[Records from a data source]
########################################

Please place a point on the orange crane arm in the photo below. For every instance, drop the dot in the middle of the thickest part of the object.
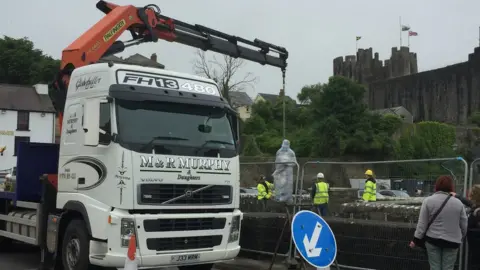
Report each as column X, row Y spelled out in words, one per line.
column 146, row 24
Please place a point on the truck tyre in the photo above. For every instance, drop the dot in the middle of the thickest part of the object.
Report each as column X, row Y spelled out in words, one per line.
column 75, row 246
column 197, row 267
column 5, row 243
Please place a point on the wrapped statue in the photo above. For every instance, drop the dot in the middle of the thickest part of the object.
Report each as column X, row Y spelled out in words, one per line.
column 283, row 174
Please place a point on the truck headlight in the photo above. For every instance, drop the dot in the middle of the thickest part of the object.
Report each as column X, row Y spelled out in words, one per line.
column 234, row 230
column 127, row 229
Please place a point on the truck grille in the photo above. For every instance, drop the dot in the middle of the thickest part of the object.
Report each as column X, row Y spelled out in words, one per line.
column 182, row 194
column 183, row 224
column 182, row 243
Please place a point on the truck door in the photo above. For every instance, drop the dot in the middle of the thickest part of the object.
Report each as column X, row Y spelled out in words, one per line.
column 96, row 157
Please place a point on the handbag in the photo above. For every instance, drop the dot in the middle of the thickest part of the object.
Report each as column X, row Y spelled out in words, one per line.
column 421, row 242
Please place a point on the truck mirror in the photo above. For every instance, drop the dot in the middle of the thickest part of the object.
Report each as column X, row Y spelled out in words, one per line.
column 91, row 122
column 205, row 128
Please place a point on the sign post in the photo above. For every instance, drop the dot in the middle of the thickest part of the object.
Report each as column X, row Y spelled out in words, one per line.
column 314, row 239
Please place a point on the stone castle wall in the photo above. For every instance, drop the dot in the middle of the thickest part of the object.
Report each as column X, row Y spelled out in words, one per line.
column 449, row 94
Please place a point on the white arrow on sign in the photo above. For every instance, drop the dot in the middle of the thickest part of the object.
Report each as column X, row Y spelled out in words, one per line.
column 310, row 245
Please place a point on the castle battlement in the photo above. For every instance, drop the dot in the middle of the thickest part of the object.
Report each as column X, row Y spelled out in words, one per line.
column 366, row 67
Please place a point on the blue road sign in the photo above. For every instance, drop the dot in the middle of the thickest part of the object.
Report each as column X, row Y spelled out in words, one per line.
column 314, row 239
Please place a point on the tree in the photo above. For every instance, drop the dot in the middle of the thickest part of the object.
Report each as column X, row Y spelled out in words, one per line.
column 22, row 63
column 308, row 92
column 223, row 72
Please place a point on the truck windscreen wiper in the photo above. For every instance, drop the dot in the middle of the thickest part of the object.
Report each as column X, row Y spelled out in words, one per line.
column 212, row 141
column 169, row 138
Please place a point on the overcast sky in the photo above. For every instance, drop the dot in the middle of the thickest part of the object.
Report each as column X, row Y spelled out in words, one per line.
column 314, row 32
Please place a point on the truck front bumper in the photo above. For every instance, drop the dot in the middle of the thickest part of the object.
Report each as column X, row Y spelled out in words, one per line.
column 164, row 260
column 180, row 243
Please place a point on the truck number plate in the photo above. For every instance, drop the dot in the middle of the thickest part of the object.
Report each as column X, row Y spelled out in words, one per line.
column 185, row 258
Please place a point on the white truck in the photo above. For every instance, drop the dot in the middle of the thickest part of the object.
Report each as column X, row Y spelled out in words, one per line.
column 143, row 151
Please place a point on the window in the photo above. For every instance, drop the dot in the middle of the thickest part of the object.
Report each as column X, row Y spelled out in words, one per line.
column 19, row 140
column 175, row 129
column 105, row 124
column 23, row 119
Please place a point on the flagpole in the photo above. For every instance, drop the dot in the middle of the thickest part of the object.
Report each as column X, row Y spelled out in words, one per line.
column 400, row 21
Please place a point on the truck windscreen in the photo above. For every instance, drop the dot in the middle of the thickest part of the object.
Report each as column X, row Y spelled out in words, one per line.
column 175, row 129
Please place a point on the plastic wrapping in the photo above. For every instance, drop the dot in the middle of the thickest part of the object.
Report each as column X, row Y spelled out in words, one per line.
column 283, row 174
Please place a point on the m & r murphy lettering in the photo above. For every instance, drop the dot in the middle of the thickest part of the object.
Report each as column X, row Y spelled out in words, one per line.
column 185, row 163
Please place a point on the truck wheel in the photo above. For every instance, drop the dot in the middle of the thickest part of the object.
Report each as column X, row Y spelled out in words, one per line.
column 75, row 246
column 5, row 243
column 197, row 267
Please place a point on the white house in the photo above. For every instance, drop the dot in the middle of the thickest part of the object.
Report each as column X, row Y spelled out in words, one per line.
column 26, row 114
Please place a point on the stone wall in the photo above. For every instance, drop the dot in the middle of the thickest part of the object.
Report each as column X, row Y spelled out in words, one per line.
column 449, row 94
column 338, row 175
column 338, row 197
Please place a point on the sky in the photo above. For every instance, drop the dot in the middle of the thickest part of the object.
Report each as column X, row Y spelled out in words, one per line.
column 314, row 32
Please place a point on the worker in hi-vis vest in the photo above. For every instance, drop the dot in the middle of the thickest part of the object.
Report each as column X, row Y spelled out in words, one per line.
column 370, row 190
column 264, row 189
column 320, row 195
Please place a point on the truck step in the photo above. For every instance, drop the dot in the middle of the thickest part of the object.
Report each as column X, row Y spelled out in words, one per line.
column 21, row 225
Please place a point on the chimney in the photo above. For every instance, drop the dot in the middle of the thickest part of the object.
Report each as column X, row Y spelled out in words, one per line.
column 154, row 57
column 41, row 89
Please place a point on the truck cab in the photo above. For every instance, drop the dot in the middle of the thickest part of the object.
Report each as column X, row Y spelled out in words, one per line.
column 153, row 153
column 144, row 152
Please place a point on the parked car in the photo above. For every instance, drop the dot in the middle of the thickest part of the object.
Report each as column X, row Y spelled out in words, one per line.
column 394, row 193
column 379, row 196
column 248, row 191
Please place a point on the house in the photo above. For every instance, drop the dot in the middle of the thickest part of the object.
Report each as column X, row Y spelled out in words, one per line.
column 270, row 98
column 399, row 111
column 136, row 59
column 26, row 115
column 242, row 103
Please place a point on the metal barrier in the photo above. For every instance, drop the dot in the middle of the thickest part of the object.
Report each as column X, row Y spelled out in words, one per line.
column 257, row 171
column 400, row 173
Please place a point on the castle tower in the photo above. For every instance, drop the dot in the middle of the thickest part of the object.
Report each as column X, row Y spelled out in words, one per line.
column 366, row 67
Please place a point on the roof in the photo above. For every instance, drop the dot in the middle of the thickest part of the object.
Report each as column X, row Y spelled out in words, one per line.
column 272, row 98
column 392, row 110
column 24, row 98
column 136, row 59
column 238, row 99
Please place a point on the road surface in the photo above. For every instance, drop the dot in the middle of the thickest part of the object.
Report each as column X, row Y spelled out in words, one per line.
column 25, row 257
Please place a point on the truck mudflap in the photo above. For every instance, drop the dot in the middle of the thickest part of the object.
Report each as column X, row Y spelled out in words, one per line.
column 175, row 239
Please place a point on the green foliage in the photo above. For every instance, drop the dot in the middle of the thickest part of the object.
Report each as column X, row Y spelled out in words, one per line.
column 251, row 148
column 21, row 63
column 475, row 118
column 425, row 140
column 331, row 121
column 308, row 92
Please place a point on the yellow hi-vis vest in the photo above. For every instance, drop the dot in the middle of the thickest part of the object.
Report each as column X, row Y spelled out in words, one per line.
column 370, row 191
column 321, row 194
column 271, row 188
column 264, row 191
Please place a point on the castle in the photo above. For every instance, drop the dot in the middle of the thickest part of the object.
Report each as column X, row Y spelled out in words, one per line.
column 449, row 94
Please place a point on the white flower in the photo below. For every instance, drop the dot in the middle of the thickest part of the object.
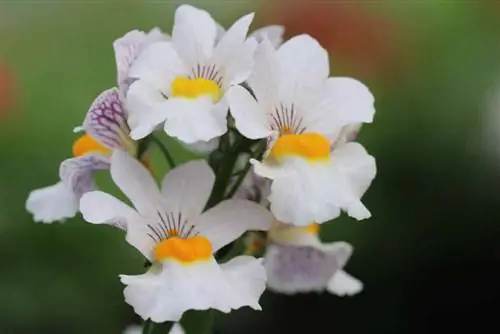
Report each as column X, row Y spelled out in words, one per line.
column 128, row 48
column 296, row 261
column 106, row 129
column 273, row 33
column 136, row 329
column 182, row 82
column 303, row 113
column 170, row 230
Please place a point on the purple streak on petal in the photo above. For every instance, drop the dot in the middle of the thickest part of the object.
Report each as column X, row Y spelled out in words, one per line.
column 106, row 120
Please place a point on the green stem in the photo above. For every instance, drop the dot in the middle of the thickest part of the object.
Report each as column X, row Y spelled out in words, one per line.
column 242, row 173
column 164, row 150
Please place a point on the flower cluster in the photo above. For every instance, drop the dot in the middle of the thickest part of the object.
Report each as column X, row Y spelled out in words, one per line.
column 278, row 137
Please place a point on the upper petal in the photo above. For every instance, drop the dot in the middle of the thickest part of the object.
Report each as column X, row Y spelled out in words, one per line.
column 136, row 182
column 273, row 33
column 193, row 34
column 228, row 220
column 76, row 173
column 187, row 188
column 52, row 203
column 250, row 119
column 345, row 101
column 195, row 120
column 106, row 120
column 303, row 63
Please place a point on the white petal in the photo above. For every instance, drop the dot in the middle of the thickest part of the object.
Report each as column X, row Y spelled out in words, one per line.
column 228, row 220
column 343, row 284
column 302, row 193
column 106, row 120
column 145, row 106
column 233, row 55
column 195, row 120
column 159, row 63
column 250, row 119
column 345, row 101
column 292, row 269
column 264, row 80
column 274, row 33
column 77, row 172
column 136, row 182
column 247, row 278
column 100, row 208
column 193, row 34
column 53, row 203
column 187, row 188
column 168, row 290
column 356, row 169
column 303, row 62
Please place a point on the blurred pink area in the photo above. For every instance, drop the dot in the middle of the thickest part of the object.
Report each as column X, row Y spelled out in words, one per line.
column 367, row 41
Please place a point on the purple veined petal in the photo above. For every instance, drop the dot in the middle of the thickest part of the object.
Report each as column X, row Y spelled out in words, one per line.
column 128, row 48
column 106, row 121
column 76, row 173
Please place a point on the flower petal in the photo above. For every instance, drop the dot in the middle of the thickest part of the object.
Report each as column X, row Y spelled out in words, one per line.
column 343, row 284
column 345, row 101
column 228, row 220
column 128, row 48
column 195, row 120
column 274, row 33
column 100, row 208
column 53, row 203
column 304, row 64
column 159, row 63
column 169, row 289
column 136, row 183
column 249, row 118
column 187, row 188
column 193, row 34
column 357, row 169
column 292, row 269
column 233, row 55
column 106, row 120
column 76, row 173
column 145, row 106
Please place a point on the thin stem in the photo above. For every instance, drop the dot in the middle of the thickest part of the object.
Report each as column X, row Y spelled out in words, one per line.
column 164, row 150
column 259, row 151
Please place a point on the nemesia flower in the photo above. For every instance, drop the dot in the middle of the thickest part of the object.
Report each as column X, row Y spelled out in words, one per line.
column 297, row 261
column 136, row 329
column 128, row 48
column 170, row 230
column 105, row 130
column 303, row 112
column 183, row 82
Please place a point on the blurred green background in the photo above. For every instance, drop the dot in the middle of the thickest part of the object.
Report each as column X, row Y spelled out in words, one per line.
column 429, row 257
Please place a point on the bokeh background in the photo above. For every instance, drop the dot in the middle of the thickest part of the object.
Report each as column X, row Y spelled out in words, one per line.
column 429, row 257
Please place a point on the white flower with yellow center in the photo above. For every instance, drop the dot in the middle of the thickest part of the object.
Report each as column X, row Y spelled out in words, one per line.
column 297, row 261
column 304, row 112
column 171, row 231
column 105, row 129
column 182, row 82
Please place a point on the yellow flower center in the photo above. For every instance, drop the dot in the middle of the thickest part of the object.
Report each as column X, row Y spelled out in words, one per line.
column 86, row 144
column 183, row 250
column 193, row 88
column 310, row 146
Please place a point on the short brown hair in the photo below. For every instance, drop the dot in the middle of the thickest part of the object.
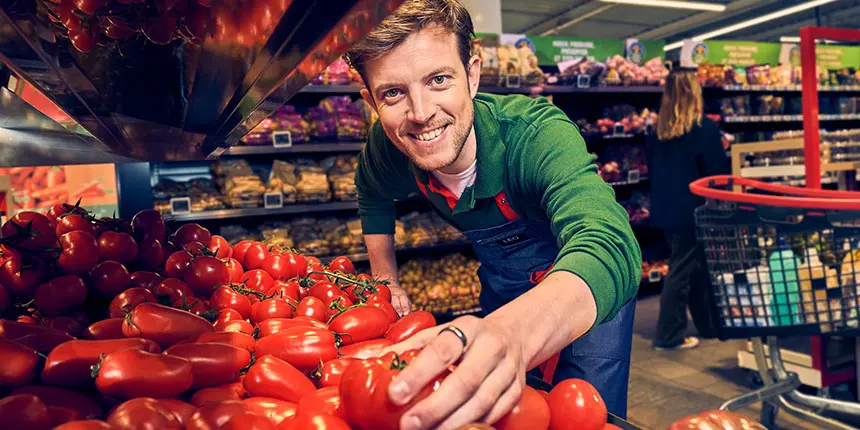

########################################

Task prompt: Return all lines from the data above with "sign" in them.

Result for this task:
Please place a point on the sign post in the photo above. For every instance, drop the dot in the middle of the thickest part of the object.
Please place a point on the white arrow on sign in the photo above. For every instance, drop the dot in the middle of the thickest part of the object.
Please place a point on the blue road sign in the photo above. For every instance, drop the dot in the middle of the thickest part of the object.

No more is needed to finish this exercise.